● **What you will do**: Which features does the quoted message in the mailing-list post on marking materialized views experimental name as having been merged in prematurely?

Re: Proposal to retroactively mark materialized views experimental

Pavel Yaskevich Wed, 04 Oct 2017 12:22:13 -0700

On Wed, Oct 4, 2017 at 12:09 PM, Jon Haddad <j...@jonhaddad.com> wrote:


> MVs work fine for *some use cases*, not the general use case.  That’s why
> there should be a flag.  To opt into the feature when the behavior is only
> known to be correct under a certain set of circumstances.  Nobody is saying
> the flag should be “enable_terrible_feature_nobody_tested_and_we_all_hate”,
> or something ridiculous like that.  It’s not an attack against the work
> done by anyone, the level of effort put in, or minimizing the complexity of
> the problem.  “enable_materialized_views” would be just fine.
>
> We should be honest to people about what they’re getting into.  You may
> not be aware of this, but a lot of people still believe Cassandra isn’t a
> DB that you should put in prod.  It’s because features like SASI, MVs,  or
> incremental repair get merged in prematurely (or even made the default),
> without having been thoroughly tested, understood and vetted by trusted
> community members.  New users hit the snags because they deploy the
> bleeding edge code and hit the bugs.
>

I beg to differ in case of SASI, it has been tested and vetted and ported
to different versions. I'm pretty sure it still has better test coverage
then most of the project does, it's not a "default" and you actually have
to opt-in to it by creating a custom index, how is that premature or
misleading to users?


>
> That’s not how the process should work.
>
> Ideally, we’d follow a process that looks a lot more like this:
>
> 1. New feature is built with an opt in flag.  Unknowns are documented, the
> risk of using the feature is known to the end user.

● **Listed entries**:

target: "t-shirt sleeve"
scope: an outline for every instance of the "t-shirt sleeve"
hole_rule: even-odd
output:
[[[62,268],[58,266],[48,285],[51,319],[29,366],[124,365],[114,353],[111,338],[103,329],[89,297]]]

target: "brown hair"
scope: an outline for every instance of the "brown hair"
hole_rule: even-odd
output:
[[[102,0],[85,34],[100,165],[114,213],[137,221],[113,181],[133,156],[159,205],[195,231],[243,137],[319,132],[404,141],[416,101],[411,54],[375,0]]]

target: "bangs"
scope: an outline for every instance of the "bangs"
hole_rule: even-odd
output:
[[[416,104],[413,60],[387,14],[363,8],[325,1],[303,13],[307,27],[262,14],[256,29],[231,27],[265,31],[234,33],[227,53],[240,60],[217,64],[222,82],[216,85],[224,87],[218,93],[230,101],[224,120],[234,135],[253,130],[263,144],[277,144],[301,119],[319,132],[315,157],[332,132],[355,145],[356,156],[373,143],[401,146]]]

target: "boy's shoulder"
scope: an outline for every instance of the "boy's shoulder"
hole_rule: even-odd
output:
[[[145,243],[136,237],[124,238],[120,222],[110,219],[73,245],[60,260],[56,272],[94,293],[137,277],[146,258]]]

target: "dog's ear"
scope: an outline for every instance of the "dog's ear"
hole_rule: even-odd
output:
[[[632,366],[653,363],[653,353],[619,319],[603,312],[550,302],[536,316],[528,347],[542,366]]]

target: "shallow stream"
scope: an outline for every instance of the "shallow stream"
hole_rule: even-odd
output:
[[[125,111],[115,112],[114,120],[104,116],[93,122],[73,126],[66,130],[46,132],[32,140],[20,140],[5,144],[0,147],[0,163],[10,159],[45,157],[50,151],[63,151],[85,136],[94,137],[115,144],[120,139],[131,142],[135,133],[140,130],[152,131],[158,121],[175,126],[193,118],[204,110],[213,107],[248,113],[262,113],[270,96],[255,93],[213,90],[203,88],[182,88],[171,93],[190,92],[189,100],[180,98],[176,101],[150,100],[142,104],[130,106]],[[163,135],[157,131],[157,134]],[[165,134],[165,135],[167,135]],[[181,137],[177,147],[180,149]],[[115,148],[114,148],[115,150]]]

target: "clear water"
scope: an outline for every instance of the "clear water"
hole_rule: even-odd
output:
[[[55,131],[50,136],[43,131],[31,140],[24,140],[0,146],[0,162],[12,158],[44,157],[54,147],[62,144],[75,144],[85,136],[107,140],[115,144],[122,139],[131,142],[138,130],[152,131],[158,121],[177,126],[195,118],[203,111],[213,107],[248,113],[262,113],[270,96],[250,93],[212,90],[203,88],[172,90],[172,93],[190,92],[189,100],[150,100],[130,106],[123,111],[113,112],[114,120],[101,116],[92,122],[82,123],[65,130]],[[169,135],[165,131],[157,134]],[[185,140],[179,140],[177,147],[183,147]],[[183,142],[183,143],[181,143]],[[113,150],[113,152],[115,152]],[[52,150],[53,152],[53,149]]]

● **The answer**: SASI, MVs, and incremental repair.